Copy the rows from the start through the line containing "pixel 226 298", both ends included, replacing "necktie" with "tie" and leaving everything else unchanged.

[START OF Records for this task]

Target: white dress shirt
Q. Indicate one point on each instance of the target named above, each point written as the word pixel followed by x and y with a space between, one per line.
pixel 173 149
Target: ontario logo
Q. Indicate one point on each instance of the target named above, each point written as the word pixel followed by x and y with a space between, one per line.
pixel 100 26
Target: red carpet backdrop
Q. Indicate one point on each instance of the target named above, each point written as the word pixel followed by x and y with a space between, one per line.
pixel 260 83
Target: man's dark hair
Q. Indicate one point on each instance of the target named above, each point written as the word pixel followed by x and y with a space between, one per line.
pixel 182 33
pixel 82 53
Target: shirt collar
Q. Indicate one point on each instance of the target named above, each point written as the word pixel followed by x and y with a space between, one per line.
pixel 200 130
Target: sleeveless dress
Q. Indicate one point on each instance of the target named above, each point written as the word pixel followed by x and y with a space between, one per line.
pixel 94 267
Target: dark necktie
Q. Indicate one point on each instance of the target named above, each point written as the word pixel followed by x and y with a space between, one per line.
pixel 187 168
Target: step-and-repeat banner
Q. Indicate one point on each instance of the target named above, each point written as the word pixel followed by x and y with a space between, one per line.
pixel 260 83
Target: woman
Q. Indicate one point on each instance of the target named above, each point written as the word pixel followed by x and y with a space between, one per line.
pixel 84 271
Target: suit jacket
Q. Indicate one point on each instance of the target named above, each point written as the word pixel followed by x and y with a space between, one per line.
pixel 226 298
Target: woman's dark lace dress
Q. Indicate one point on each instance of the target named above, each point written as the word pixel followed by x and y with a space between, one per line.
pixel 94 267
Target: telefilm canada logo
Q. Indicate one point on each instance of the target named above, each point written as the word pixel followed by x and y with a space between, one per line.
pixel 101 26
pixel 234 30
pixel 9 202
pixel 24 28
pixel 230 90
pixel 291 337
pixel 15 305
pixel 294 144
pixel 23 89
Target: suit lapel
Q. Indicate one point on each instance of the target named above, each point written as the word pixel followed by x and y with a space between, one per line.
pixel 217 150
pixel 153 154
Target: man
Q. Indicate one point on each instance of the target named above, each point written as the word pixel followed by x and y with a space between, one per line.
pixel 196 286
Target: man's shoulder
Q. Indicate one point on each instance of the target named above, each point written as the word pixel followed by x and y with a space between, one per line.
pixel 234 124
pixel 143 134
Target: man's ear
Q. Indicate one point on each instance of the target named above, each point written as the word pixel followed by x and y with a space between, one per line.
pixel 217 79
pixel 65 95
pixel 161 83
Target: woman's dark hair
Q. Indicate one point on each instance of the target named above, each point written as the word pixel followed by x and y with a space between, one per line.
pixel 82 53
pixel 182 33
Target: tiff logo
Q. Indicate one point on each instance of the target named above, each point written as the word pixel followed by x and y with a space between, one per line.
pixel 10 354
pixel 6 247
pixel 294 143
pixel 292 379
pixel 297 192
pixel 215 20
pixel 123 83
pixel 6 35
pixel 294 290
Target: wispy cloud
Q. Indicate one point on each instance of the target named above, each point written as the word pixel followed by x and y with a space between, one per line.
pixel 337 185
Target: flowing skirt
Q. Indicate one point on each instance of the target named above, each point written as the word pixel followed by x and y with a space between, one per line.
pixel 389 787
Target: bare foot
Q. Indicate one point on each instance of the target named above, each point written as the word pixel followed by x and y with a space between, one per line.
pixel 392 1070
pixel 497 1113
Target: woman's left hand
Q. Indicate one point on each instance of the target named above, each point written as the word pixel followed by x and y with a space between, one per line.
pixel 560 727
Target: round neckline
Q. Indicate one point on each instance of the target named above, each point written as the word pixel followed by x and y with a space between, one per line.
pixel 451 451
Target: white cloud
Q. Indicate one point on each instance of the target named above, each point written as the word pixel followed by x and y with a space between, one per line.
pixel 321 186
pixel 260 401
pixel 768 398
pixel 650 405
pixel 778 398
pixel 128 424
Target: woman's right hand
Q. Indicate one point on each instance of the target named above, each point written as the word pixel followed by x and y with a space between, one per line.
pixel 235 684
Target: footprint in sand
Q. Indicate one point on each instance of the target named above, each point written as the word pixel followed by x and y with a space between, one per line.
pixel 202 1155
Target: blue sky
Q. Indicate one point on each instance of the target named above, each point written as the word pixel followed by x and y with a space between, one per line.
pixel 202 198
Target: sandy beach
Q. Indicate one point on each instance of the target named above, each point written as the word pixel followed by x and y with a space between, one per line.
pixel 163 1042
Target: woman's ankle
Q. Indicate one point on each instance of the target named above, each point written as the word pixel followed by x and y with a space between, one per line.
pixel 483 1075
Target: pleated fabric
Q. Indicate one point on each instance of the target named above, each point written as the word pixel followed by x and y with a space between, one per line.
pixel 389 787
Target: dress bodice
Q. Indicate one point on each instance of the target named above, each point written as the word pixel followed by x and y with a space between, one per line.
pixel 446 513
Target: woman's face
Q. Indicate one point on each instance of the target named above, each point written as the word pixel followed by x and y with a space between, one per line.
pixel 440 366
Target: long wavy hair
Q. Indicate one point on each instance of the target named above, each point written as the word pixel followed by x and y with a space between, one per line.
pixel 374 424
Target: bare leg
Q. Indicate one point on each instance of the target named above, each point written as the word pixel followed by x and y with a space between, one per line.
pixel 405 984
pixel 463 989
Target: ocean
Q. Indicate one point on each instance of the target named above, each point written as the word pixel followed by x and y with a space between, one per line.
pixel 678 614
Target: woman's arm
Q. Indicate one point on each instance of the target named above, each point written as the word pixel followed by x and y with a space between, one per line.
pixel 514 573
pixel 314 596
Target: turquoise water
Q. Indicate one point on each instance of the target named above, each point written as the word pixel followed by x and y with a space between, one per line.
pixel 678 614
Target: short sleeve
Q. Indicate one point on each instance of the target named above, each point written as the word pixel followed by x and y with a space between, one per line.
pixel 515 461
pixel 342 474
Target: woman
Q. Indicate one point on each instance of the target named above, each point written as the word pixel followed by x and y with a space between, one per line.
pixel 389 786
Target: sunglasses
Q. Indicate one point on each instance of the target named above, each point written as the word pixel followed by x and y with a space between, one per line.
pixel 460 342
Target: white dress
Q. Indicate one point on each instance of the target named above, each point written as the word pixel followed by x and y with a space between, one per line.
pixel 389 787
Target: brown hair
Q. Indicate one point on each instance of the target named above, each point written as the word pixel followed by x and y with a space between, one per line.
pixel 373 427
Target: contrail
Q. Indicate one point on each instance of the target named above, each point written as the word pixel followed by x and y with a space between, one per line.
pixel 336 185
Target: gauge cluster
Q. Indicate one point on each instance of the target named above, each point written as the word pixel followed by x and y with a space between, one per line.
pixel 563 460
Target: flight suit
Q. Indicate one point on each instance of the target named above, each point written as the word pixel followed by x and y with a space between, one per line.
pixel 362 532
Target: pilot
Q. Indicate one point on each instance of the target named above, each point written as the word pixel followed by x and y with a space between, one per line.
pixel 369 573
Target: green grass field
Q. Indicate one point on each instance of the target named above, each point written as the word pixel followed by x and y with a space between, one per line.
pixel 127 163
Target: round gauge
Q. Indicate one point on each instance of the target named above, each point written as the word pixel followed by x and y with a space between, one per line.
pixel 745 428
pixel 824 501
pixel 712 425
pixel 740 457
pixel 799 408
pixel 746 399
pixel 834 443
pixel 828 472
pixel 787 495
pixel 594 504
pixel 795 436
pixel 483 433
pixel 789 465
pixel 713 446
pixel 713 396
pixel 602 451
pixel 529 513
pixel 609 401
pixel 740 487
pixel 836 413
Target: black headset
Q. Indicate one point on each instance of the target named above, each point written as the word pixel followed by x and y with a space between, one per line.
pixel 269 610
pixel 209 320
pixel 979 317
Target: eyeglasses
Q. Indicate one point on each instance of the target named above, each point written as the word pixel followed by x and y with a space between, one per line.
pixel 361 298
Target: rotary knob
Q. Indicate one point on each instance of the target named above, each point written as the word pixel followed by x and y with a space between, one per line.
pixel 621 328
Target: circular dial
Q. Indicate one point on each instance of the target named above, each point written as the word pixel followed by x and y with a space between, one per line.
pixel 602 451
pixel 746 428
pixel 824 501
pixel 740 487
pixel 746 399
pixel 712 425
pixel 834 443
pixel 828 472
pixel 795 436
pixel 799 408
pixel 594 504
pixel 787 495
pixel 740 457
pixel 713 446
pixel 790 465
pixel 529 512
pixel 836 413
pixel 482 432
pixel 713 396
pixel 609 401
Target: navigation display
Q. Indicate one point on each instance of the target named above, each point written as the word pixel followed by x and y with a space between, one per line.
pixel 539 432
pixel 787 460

[END OF Records for this task]

* Solution for this task
Target: white dress shirt
Q. Indicate one point on each instance of the target named above, each point written as the word pixel followed by x and y with a space between, one per line.
pixel 173 149
Target: ontario logo
Q. Indicate one point on each instance of the target named above, each point written as the word pixel followed by x and y with a space between, one per line.
pixel 100 26
Target: red carpet backdrop
Q. Indicate one point on each instance of the target named above, each point written as the word pixel followed by x and y with a space between, one per line.
pixel 260 83
Target: man's dark hair
Q. Indicate one point on each instance of the target named above, each point written as the word pixel followed by x and y with a space between, one per line.
pixel 182 33
pixel 82 53
Target: shirt collar
Q. Indicate one point on each instance of the target named above, each point written as the word pixel followed by x and y with a space between, one per line.
pixel 200 130
Target: sleeveless dress
Q. Indicate one point on each instance of the target named above, each point written as the word pixel followed by x and y with a space between, one per line.
pixel 94 267
Target: dark tie
Q. Indicate one point on each instance of the target named above, each point written as the word pixel followed by x and y with a space between, one per line.
pixel 187 168
Target: step-and-repeat banner
Q. Indicate one point on each instance of the target named above, each point written as the word pixel followed by x and y with a space between, one per line.
pixel 260 83
Target: woman
Q. Indicate one point on each instance of the target named above, each point written as the word pixel followed by x and y with a space between, one per line.
pixel 84 271
Target: suit jacket
Q. Indicate one point on each instance of the target named above, each point written as the word pixel followed by x and y with a space between, one per line.
pixel 226 298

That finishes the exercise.